— Assignment —
Without dropping or altering a single word, give the listing again.

— Input —
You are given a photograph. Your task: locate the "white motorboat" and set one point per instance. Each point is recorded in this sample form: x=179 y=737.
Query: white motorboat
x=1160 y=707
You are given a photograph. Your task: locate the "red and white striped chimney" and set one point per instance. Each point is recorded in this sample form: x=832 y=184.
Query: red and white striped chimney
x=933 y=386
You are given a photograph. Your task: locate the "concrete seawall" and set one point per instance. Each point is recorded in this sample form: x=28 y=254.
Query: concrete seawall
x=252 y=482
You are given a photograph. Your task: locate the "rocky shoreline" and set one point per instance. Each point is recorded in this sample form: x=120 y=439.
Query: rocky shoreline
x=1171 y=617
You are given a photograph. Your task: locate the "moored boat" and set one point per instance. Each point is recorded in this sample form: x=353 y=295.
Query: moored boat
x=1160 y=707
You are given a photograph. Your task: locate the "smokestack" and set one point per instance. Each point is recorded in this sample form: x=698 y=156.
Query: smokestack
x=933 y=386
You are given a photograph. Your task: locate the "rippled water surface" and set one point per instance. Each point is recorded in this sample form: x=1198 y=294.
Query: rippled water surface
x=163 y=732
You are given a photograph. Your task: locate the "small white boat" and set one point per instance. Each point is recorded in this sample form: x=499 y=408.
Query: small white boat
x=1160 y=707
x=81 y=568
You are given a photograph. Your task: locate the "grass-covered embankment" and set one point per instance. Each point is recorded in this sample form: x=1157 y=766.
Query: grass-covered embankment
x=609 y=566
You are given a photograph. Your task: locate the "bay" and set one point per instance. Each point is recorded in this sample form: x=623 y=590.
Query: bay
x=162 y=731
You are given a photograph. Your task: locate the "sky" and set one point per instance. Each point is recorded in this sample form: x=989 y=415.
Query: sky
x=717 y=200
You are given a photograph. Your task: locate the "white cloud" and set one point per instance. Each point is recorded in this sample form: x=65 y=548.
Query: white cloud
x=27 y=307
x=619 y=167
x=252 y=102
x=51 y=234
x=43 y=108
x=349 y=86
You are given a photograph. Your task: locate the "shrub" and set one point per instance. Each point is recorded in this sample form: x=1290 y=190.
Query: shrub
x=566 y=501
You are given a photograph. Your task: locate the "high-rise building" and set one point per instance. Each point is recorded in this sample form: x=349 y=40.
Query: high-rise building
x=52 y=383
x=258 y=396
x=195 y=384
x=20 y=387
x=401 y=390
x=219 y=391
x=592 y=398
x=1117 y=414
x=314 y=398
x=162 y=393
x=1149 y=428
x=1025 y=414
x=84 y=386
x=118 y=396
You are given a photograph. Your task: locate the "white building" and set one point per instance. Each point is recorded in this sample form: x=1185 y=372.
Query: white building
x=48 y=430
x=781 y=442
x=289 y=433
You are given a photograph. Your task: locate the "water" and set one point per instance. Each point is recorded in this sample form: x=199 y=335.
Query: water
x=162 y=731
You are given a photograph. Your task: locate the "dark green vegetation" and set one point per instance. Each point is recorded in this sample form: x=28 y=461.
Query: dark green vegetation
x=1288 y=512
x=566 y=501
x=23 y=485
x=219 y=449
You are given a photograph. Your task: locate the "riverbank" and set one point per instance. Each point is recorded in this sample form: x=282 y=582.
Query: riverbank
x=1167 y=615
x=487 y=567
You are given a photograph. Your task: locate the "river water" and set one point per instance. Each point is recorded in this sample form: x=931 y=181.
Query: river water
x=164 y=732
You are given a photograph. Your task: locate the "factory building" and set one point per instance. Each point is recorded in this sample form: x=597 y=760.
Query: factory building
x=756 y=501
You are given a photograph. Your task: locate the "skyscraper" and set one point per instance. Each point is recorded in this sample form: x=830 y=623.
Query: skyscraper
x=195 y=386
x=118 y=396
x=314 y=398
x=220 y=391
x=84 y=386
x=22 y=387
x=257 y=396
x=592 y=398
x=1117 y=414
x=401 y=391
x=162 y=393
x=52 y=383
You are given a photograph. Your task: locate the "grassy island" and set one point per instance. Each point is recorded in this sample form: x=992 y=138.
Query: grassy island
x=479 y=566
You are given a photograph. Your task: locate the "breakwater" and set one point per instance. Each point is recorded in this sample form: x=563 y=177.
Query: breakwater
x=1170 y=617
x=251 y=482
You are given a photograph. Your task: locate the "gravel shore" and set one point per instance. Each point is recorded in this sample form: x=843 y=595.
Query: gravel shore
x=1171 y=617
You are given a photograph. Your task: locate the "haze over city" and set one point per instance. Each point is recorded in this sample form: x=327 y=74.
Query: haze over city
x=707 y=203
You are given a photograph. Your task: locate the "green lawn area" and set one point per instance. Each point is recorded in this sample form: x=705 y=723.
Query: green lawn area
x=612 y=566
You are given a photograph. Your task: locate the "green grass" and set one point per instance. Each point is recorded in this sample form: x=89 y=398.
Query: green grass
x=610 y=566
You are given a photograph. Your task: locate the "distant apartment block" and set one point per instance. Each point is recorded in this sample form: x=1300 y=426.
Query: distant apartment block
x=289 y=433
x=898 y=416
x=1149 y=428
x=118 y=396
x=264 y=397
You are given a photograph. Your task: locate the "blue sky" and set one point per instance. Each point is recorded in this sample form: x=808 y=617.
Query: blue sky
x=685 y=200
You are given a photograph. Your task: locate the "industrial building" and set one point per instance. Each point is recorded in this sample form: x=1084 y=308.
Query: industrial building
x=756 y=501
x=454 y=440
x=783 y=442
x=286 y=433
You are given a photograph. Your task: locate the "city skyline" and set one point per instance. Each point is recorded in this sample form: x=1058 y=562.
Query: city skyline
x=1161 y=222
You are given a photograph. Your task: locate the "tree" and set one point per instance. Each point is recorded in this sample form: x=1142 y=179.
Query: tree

— Task solution —
You are given a photograph. Your task: locate the "white motorboat" and set one point per instance. Each point is recorded in this sample form: x=179 y=737.
Query: white motorboat
x=1160 y=707
You are given a photograph. Your task: locate the "red and white striped chimney" and set one point per instance. Each point is recorded in this sample form: x=832 y=184.
Query: red and white striped chimney
x=933 y=386
You are given a photograph. Your task: locate the "concrete seawall" and set one point per instance. Each point is recorded in this sample form: x=28 y=254.
Query: concrete seawall
x=252 y=482
You are given a photograph. Your task: locate the "rocky shoreline" and set one point per instance. Each point is recorded in this sample form: x=120 y=439.
Query: rocky shoreline
x=1171 y=617
You are given a photograph. Your task: locate the "moored boat" and set one point per instance. Each point is recorded in this sample form: x=353 y=295.
Query: moored boat
x=1160 y=707
You are given a photograph. Your task: locate the "smokestack" and set one point per instance. Each point is recorded in this sample form: x=698 y=156.
Query: smokestack
x=933 y=386
You are given a photograph. Your task: locate the "rippled water surface" and set one point per instance. Each point is recorded in this sample form: x=1198 y=294.
Query: rippled water surface
x=163 y=732
You are given a photograph. Your task: locate the "small white boat" and set one point per instance. Each point is recorded in this sample form: x=499 y=408.
Query: small white boat
x=1160 y=707
x=81 y=568
You are given a photograph. Your task: locate the "grass-covered embankment" and set one point per instance. Each point is recorded in this sample form: x=1157 y=766.
Query: grass-covered embankment
x=609 y=566
You are given a photograph. Your task: locate the "bay" and set one point per instance. Each point is recorded in this sample form: x=623 y=590.
Query: bay
x=162 y=731
You are given a photograph. Your task: locate the "sky" and set one point per instance. Each point is recorded in this sample form: x=989 y=415.
Query: sky
x=717 y=200
You are given a photograph. Your task: locate the "white cloud" and set one point per instance. Each point is recorded in this sample form: x=65 y=548.
Query: white cloud
x=27 y=307
x=619 y=167
x=252 y=102
x=51 y=234
x=43 y=108
x=349 y=86
You are given a photograph. Your task: locate the "shrub" and set one point per instance. Each point is recorded in this sample form: x=1290 y=190.
Query: shrub
x=566 y=501
You are given a photograph. Your task: locate the "high-rise building" and set one point per instance. Each point is recorded in this sample form: x=349 y=40.
Query: high-rise building
x=52 y=383
x=258 y=396
x=195 y=384
x=20 y=387
x=401 y=390
x=219 y=391
x=592 y=398
x=1117 y=414
x=314 y=398
x=162 y=393
x=1149 y=428
x=1025 y=414
x=84 y=386
x=118 y=396
You are given a photograph. Your task: locate the "white building" and set one point per instance. Each point is recorded in this sample form: x=1185 y=372.
Query: white building
x=48 y=430
x=781 y=442
x=289 y=433
You are given a photograph. Your task: locate the "water" and set one point per instance. Each point is recorded in this sample form: x=199 y=335.
Query: water
x=162 y=731
You are given a photograph. Your task: locate the "dark green vegetation" and set one point per instance. Each point is recorded in this sample form: x=28 y=461.
Query: dark green vegetation
x=1288 y=512
x=566 y=501
x=23 y=485
x=219 y=449
You are given a photograph. Your task: locate the "riverbank" and set one point per instance. Each point is recorded in this sample form: x=282 y=582.
Query: riverbank
x=1167 y=615
x=487 y=567
You are given a photograph. Your task: locate the "river water" and set one point per instance. Each point is recorded in this sample form: x=931 y=181.
Query: river water
x=164 y=732
You are given a photograph. Your task: locate the "factory building" and set one point per instance. Each point is recorded in this sample form: x=597 y=760.
Query: factory building
x=756 y=501
You are given a photograph. Your task: locate the "skyscraper" and set one point per instance. Each point is recorded in this sample form: x=830 y=623.
Query: skyscraper
x=195 y=386
x=118 y=396
x=314 y=398
x=220 y=391
x=84 y=386
x=22 y=387
x=257 y=396
x=592 y=398
x=1117 y=414
x=401 y=391
x=162 y=393
x=52 y=383
You are given a photograph. Your task: locate the "grassy island" and set one point per instance. Each point is recorded in this sample form: x=992 y=138.
Query: grassy island
x=479 y=566
You are given a photograph. Your task: locate the "breakwater" and set one point per instance. Each point is recorded in this sample form: x=563 y=177.
Query: breakwater
x=1170 y=617
x=251 y=482
You are given a photograph. Your task: locate the "gravel shore" and set one point per instance. Each point is recorded in this sample form: x=843 y=595.
Query: gravel shore
x=1171 y=617
You are given a photograph. Your task: locate the "haze over city" and set one point per instance. Each point is recorded in this sample form: x=327 y=74.
Query: haze over city
x=707 y=203
You are given a photograph. Your task: locate the "green lawn area" and set one point per instance. Each point is recorded in this sample form: x=705 y=723.
Query: green lawn area
x=612 y=566
You are given a photograph. Your task: locate the "green grass" and set one point per instance. Each point is recorded in this sample form: x=89 y=398.
Query: green grass
x=610 y=566
You are given a photograph. Your task: locate the "distant apartment block" and set one point per instance. Each point is recorded in this sample form: x=1300 y=426.
Query: distant apartment block
x=289 y=433
x=898 y=416
x=1149 y=428
x=118 y=396
x=264 y=397
You are given a photograph. Your task: locate the "blue sky" and set one point per instance. Each point is recorded in this sample form: x=808 y=617.
Query: blue sky
x=685 y=200
You are given a photograph. Your task: locate the "industrial building" and set one point per instance. Each point is recorded in this sample form: x=1084 y=308.
Query: industrial building
x=756 y=501
x=454 y=440
x=783 y=442
x=286 y=433
You are given a photograph. Your task: locate the "city skyline" and set one point per instance. Each point is recorded in this sample form: x=1058 y=562.
Query: city skyline
x=1161 y=222
You are given a photograph. Your task: locate the "tree" and set one point per instance. Each point is recorded in this sample form: x=1142 y=179.
Query: tree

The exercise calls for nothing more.